→ Extracted entries

========================================

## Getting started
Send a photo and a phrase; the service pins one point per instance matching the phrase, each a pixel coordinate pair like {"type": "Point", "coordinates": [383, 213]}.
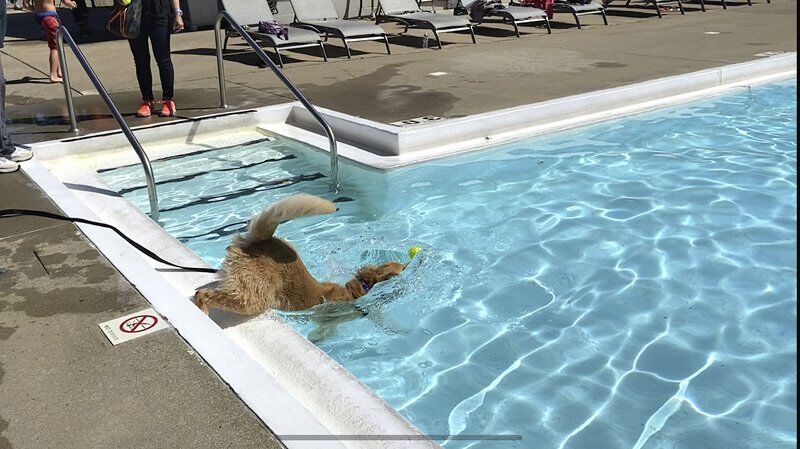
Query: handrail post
{"type": "Point", "coordinates": [223, 97]}
{"type": "Point", "coordinates": [334, 153]}
{"type": "Point", "coordinates": [62, 61]}
{"type": "Point", "coordinates": [63, 35]}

========================================

Rewrite the items above with "handrail post" replaced by "railing post" and everything else left unchanged. Leave the pictures out.

→ Completed exercise
## Getting started
Send a photo and a phrase; the service pins one point per instance matching the phrase, each a pixel coordinate pair like {"type": "Point", "coordinates": [383, 213]}.
Query: railing post
{"type": "Point", "coordinates": [223, 97]}
{"type": "Point", "coordinates": [334, 153]}
{"type": "Point", "coordinates": [62, 61]}
{"type": "Point", "coordinates": [63, 35]}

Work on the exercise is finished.